■ **Texte à lire**:

À défaut de former lui-même un gouvernement majoritaire – une hypothèse fort peu probable à court terme – la seule possibilité pour Québec solidaire d’obtenir une réforme du mode de scrutin était que le Parti Québécois reprenne ce projet à son compte.
Étant donné l’importance accordée à cette question par Québec solidaire, on imagine facilement qu’un engagement électoral du Parti Québécois en faveur de la proportionnelle aurait pu faire office de ce « programme commun », auquel faisait référence le président du Parti Québécois, Raymond Archambault, comme base nécessaire pour une alliance électorale entre les deux partis.
Du côté du PQ, les dés n’étaient pas joués
Lors de la dernière campagne électorale, le Parti Québécois s’est refusé à prendre un tel engagement, malgré les pressions incessantes de Québec solidaire. Il misait sur ses chances de former un gouvernement majoritaire.
On connaît les résultats. Le Parti Québécois s’est retrouvé minoritaire à l’Assemblée nationale, à cause de la division du vote souverainiste. Pas moins de 22 circonscriptions auraient pu être remportées par un député souverainiste, s’il n’y avait pas eu division du vote.
Aujourd’hui, si on se fie aux résultats des sondages, la même division du vote souverainiste chasserait le Parti Québécois du pouvoir et ramènerait le Parti Libéral aux commandes de l’État.
Sous la gouverne de Mme Marois, le Parti Québécois nous a habitués à des revirements spectaculaires. Après des années d’un discours taillé sur mesure pour séduire l’électorat adéquiste, le parti a effectué, à la veille de la dernière campagne électorale, un virage à 180 degrés.
Dans la plate-forme électorale, on retrouvait des propositions rejetées ou ignorées précédemment : référendum d’initiative populaire, modernisation de la loi anti-scabs, nationalisation de l’éolien, etc.
Rien n’interdit donc d’envisager, à nouveau, pareil virage.
Changement de cap du PQ ?

■ **Consigne**: Rédigez la suite du texte sur la réforme du mode de scrutin entre le Parti Québécois et Québec solidaire, en développant l'intertitre final « Changement de cap du PQ ? ».

Lignes d'un jeu de données:
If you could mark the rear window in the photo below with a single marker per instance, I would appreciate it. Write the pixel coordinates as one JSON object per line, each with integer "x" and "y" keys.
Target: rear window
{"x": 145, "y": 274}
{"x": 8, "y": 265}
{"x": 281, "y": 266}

■ **Réponse attendue**:
D’ailleurs dans son discours, prononcé lors du Conseil national du 11 mai, Mme Marois a déclaré qu’après « huit mois passés à faire le ménage », une « nouvelle étape » s’ouvrait : celle du « redressement ».
Les commentateurs politiques ont noté qu’elle avait à peine évoqué la CAQ dans son discours, mais ils auraient pu également mentionner qu’elle a abondamment utilisé les mots « indépendance » plutôt que souveraineté (de quoi plaire à Option nationale) et qu’elle a mis l’accent sur l’électrification du transport et n’a jamais prononcé le mot « pétrole », dans le but manifeste de séduire la clientèle électorale de Québec solidaire.
La nomination de Daniel Breton comme coordonnateur du dossier de l’électrification à la veille du Conseil national est aussi indicatif de ce changement de cap.
Dans ces conditions, rien n’interdit de penser que la question de la réforme du mode de scrutin n’aurait pas pu refaire surface.
L’art de tuer une idée
Cependant, le fait que la proportionnelle puisse servir de « programme commun » pour des alliances électorales entre Québec solidaire et le Parti Québécois n’est plus envisageable, étant donné la décision du congrès de Québec solidaire de fermer à double tour la porte à toute possibilité d’alliance.
En fait, la position de Québec solidaire apporte de l’eau au moulin aux adversaires, de plus en plus nombreux, de la proportionnelle au sein du Parti Québécois.
Il y a quelques années, la proportionnelle jouissait d’une bonne réputation dans les milieux péquistes, parce qu’elle était envisagée comme un moyen de rallier plus large, d’additionner des votes, de faire converger des sensibilités différentes vers un objectif commun : l’indépendance nationale.
Mais la pratique de Québec solidaire en a refroidit plusieurs. Sous la direction de Françoise David et Amir Khadir, Québec solidaire a fait du Parti Québécois son ennemi principal.
Même lorsque le Parti Québécois a adopté des mesures progressistes et était sous le feu croisé du patronat et des libéraux-caquistes, les députés de Québec solidaire se sont tenus loin des feux de la rampe plutôt que d’être aux côtés du Parti Québécois pour défendre des politiques favorables aux intérêts du peuple.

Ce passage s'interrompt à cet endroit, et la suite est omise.